───── PAGE EXTRACT ─────
THE VOICE OF GENERATIONS

September 28, 2016 0 By Dan Freedman

THE VOICE OF GENERATIONS

Image result for vin scully

In the world of psychology, it is a given that the sense of smell is the most evocative of prior experiences.  Who am I to dispute the science?  But if sense of smell is number one, for me, the sense of hearing is a close second.  I can hear a horn, an alarm, or a voice, and be transported back to my childhood as fast as, well, the speed of sound.

In the world of sports psychology, there is a school of thought that your prime sports fandom years are between ages 12-14.  For boys, this is oftentimes pre-puberty, pre-girls, pre-high school, and pre-real pressures.  It is when you are introduced to fantasy sports and advanced stats, and when you still have an innocent and healthy love of players and teams – unsullied by what we, as adults, know to be true about both.

Recently, I have given a lot of thought to this topic – how the sound of a voice can bring back memories of childhood.

Billy Crystal, and many others, have told tale of walking out of the tunnel of Old Yankee Stadium and seeing – for the first time – the bright green grass.  Who hasn’t been moved to hunger by the smell of a Fenway Frank as you walk up concourse from Yawkey Way?  How many stories have you heard about the taste of a cold Old Style while sitting in the bleachers at Wrigley Field?  Can you feel the grit of peanut shells in your hands as you mow through an entire bag before the third inning?  All are true.  But for me, it’s the sounds.

And certain sounds, certain voices, resonate more than others.

Imagine you were, like my father, born in 1941.  By 1955, you were in the prime of your sports fandom.  And if you happened to live in New York, you were lucky enough to listen to Vincent Edward Scully announce to the world: “Ladies and gentlemen, the Brooklyn Dodgers are the champions of the world”.

But let’s say you were born ten years later, in 1951, at the tail end of the Truman Administration.  If you lived in Los Angeles and were fourteen years old, you would know – with absolute certainty – that “the mound at Dodger Stadium … is the loneliest place in the world”.

And what if you born a decade later, say 1962, and were watching a game the first week of the season of your twelfth year?  You would be too young to have heard the words of Dr. King, but you would remember, with absolute clarity: “What a marvelous moment for baseball. What a marvelous moment for Atlanta and the state of Georgia. What a marvelous moment for the country and the world. . . A black man is getting a standing ovation in the Deep South for breaking a record of an all-time baseball idol”.   And it is a great moment for all of us”.
─────
▶ [SET PROBLEM A]
Please copy, character for character, the part of the sports-memories piece that opens with the words containing "Recently, I have" and closes with "more than others.".
▶ [SET PROBLEM B]
In the rows, from the line containing "Note to the class: identify the snow-covered hill" through the last row, swap "ceiling vent" for "air vent" and leave everything else as it is. Give back only those lines.
───── SUPPLIED ENTRIES ─────
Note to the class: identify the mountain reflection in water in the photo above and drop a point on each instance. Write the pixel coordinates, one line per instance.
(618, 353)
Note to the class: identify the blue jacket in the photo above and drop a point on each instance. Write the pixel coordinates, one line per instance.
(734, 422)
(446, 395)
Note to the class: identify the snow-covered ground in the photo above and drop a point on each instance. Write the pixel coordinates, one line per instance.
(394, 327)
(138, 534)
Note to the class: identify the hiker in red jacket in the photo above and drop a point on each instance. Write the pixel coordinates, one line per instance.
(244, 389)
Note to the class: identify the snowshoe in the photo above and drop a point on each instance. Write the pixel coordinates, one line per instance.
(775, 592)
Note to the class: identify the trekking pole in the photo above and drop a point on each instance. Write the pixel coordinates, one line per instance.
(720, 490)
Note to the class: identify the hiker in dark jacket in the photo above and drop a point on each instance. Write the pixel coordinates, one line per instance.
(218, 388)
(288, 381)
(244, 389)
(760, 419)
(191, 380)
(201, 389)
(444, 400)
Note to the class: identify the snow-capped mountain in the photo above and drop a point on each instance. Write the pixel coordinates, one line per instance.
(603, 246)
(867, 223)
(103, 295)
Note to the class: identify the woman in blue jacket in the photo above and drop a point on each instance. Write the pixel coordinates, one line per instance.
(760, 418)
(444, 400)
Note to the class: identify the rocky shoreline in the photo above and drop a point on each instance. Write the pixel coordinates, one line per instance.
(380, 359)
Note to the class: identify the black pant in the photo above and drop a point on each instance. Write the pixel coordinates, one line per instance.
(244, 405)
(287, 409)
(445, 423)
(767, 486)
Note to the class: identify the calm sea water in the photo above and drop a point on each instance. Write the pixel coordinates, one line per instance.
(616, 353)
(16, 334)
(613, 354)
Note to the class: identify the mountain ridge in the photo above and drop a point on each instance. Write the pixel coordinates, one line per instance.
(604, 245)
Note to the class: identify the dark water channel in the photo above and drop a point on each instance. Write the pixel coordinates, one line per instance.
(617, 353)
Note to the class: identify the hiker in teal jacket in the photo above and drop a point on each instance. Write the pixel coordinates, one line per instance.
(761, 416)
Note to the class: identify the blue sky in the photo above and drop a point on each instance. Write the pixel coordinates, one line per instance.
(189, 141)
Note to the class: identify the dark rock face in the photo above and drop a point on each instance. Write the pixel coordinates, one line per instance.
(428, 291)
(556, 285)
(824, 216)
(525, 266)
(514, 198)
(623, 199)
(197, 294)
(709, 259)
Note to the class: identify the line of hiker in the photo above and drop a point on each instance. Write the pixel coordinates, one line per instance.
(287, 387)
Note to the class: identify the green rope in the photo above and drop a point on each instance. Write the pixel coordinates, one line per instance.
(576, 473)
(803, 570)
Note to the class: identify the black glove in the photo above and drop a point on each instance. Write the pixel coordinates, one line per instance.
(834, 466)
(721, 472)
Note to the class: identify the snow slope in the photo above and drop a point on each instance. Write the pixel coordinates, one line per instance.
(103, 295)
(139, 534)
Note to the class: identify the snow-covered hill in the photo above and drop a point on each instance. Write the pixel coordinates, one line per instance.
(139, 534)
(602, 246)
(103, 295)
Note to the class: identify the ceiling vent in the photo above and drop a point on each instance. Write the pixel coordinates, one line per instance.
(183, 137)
─────
▶ [FINAL ANSWER A]
Recently, I have given a lot of thought to this topic – how the sound of a voice can bring back memories of childhood.

Billy Crystal, and many others, have told tale of walking out of the tunnel of Old Yankee Stadium and seeing – for the first time – the bright green grass.  Who hasn’t been moved to hunger by the smell of a Fenway Frank as you walk up concourse from Yawkey Way?  How many stories have you heard about the taste of a cold Old Style while sitting in the bleachers at Wrigley Field?  Can you feel the grit of peanut shells in your hands as you mow through an entire bag before the third inning?  All are true.  But for me, it’s the sounds.

And certain sounds, certain voices, resonate more than others.

▶ [FINAL ANSWER B]
Note to the class: identify the snow-covered hill in the photo above and drop a point on each instance. Write the pixel coordinates, one line per instance.
(139, 534)
(602, 246)
(103, 295)
Note to the class: identify the air vent in the photo above and drop a point on each instance. Write the pixel coordinates, one line per instance.
(183, 137)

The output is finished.